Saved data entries
----------------------------------------
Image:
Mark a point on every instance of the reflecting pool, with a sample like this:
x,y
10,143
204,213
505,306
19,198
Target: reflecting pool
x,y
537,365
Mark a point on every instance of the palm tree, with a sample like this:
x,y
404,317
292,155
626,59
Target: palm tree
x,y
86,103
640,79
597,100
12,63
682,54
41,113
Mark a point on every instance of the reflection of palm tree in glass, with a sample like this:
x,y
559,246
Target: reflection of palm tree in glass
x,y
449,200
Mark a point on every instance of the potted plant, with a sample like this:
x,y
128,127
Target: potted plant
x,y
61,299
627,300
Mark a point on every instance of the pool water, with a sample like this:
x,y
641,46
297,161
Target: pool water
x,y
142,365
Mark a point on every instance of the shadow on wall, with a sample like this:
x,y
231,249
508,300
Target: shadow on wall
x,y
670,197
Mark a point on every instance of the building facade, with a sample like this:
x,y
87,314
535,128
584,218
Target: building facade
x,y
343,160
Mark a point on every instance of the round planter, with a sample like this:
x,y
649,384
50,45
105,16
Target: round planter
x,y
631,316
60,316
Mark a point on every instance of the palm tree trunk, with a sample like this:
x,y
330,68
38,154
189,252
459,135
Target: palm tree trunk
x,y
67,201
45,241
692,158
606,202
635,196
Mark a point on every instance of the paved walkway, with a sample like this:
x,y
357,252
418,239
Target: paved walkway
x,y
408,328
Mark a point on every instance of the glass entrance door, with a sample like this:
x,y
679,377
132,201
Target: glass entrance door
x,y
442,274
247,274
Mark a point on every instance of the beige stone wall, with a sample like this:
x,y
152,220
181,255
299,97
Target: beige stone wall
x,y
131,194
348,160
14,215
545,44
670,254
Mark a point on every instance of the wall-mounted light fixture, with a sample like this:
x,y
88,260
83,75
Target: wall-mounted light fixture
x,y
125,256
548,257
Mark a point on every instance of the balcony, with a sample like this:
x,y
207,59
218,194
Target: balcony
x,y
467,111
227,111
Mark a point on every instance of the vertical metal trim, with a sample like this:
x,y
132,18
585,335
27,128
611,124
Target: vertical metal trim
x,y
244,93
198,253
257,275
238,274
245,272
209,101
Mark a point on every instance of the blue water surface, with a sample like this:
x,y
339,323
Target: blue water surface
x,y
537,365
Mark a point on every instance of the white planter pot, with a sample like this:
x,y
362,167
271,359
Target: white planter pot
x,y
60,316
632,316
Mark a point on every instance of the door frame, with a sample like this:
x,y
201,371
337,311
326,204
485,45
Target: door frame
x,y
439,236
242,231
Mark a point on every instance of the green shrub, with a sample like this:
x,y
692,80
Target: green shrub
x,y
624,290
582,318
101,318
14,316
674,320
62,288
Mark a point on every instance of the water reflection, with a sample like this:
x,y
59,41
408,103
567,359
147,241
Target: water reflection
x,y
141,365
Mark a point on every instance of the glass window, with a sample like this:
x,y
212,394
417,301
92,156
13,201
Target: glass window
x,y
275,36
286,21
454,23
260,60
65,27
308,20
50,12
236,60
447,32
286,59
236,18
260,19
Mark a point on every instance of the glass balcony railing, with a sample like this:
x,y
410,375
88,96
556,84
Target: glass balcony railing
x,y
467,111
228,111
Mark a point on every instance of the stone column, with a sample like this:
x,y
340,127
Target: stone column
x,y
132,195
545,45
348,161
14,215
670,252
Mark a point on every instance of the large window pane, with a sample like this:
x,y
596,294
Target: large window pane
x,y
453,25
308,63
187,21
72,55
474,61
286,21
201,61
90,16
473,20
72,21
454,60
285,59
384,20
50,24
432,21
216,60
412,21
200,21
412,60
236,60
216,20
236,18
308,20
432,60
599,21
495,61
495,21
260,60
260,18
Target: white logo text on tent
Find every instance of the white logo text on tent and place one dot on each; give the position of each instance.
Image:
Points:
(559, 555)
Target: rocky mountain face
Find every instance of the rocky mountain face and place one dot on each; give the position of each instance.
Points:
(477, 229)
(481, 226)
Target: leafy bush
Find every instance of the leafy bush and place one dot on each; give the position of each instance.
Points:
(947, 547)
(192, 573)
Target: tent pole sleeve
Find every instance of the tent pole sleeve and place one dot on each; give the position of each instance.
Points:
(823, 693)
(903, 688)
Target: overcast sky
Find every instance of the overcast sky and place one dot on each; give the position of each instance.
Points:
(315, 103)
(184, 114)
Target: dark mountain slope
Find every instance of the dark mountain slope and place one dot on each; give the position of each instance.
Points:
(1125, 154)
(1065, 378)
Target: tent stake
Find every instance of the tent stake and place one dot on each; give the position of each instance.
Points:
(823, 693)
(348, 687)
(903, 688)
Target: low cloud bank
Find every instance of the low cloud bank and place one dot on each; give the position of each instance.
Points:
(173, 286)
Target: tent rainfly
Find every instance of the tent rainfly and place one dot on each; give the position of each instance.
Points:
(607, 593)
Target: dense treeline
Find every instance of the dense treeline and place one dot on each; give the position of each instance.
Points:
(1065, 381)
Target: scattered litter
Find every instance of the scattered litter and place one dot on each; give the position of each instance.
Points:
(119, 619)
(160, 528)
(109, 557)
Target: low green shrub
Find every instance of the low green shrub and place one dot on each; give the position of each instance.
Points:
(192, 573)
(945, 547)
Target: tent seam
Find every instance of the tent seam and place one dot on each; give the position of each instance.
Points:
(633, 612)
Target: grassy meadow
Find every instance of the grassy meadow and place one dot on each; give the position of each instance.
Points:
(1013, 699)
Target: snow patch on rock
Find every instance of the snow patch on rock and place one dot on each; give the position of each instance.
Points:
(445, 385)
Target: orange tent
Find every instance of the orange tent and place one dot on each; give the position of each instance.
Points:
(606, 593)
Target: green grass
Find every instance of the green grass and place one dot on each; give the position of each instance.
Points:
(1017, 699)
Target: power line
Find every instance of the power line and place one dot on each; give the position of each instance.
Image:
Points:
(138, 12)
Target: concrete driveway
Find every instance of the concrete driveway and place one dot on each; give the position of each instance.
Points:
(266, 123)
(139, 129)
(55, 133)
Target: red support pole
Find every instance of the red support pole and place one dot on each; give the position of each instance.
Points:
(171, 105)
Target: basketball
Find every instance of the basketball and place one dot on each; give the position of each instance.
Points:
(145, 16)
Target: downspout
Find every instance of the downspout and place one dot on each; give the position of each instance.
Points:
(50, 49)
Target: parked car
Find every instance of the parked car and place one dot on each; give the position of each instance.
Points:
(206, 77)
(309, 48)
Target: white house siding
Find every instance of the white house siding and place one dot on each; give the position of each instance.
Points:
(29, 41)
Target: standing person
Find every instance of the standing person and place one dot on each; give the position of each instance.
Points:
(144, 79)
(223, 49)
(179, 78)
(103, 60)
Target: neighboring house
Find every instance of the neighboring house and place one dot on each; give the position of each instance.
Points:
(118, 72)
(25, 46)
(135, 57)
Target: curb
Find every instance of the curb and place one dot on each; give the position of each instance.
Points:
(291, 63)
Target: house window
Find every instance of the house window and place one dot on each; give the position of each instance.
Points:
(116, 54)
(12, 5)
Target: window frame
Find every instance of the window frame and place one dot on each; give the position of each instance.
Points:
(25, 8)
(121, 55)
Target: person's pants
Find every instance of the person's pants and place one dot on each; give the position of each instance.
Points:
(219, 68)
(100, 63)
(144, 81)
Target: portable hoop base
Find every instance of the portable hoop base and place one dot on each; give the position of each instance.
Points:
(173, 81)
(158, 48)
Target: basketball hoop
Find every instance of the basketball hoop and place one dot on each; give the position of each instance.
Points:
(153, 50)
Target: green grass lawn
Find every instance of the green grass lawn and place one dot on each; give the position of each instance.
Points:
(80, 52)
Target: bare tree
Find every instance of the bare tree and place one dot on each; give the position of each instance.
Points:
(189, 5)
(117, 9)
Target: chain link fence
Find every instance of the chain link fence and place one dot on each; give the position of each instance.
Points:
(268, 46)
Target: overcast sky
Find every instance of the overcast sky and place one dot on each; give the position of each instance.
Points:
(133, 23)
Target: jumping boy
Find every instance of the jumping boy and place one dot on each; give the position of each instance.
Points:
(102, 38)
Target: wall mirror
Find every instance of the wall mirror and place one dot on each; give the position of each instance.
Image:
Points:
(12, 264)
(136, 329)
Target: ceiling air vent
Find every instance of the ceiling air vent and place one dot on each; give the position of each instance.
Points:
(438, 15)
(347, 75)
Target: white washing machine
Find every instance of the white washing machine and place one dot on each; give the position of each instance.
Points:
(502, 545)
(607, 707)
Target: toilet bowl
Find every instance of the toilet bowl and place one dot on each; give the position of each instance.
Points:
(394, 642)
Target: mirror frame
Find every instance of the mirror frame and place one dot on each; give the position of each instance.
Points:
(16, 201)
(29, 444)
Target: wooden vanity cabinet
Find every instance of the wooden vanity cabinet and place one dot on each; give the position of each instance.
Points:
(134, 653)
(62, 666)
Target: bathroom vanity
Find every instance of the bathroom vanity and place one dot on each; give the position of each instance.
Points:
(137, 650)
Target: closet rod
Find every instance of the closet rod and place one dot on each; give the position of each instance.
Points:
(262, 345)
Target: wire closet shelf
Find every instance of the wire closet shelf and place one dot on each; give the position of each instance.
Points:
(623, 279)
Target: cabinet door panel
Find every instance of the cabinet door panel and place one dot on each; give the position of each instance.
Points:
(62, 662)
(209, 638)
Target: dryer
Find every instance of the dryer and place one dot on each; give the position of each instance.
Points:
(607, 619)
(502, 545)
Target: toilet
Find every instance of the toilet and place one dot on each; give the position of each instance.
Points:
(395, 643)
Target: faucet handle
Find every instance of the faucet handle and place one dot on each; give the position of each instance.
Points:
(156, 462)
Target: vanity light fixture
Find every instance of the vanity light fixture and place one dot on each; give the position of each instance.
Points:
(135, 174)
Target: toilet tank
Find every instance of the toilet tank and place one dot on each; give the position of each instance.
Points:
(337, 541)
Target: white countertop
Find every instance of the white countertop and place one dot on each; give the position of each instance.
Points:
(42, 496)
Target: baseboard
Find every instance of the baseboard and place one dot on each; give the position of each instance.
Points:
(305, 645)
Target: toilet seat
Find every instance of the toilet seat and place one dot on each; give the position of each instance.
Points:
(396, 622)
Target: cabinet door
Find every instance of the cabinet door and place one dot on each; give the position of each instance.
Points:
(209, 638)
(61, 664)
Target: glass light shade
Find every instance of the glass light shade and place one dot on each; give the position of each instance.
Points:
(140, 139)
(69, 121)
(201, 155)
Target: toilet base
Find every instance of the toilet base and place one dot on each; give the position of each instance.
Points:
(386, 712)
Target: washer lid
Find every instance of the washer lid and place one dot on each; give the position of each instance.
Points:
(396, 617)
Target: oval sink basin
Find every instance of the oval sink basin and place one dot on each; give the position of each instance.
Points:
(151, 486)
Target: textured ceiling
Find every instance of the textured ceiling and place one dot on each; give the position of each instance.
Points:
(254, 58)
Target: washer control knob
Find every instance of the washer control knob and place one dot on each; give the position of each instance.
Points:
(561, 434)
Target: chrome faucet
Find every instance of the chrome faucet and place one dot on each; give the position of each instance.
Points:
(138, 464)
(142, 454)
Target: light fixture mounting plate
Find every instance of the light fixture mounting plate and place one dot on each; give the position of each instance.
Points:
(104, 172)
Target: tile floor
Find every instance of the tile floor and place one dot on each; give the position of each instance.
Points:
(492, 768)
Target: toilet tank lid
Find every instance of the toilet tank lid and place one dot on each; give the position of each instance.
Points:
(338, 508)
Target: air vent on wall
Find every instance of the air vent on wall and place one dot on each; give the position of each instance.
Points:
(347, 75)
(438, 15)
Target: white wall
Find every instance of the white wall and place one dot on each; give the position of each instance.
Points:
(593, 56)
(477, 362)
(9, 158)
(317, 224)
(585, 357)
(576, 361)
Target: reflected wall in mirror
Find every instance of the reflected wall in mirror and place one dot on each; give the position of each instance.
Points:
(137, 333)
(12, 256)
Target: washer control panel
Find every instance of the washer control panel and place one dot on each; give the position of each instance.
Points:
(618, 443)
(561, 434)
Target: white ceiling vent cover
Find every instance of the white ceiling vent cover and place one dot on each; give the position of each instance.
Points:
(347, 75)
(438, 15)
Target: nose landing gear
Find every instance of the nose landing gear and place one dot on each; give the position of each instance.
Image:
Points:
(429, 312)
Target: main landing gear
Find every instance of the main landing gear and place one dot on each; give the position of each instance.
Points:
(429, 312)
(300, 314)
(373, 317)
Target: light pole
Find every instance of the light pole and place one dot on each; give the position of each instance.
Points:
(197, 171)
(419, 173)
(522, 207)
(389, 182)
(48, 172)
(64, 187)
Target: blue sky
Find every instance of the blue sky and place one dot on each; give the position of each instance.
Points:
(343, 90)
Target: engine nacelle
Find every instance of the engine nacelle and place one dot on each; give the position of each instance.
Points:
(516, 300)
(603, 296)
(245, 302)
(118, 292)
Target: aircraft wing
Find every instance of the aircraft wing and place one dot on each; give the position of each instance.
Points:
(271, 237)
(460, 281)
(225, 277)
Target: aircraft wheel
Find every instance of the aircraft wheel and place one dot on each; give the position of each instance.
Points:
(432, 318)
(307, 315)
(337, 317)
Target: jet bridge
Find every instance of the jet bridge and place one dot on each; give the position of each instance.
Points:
----------------------------------------
• _TASK BRIEF_: Every line in the entries above that has the word "bridge" should be identified and copied.

• _SOLVED EXERCISE_:
Target: jet bridge
Find every instance of the jet bridge and place one dot on each; give the position of each instance.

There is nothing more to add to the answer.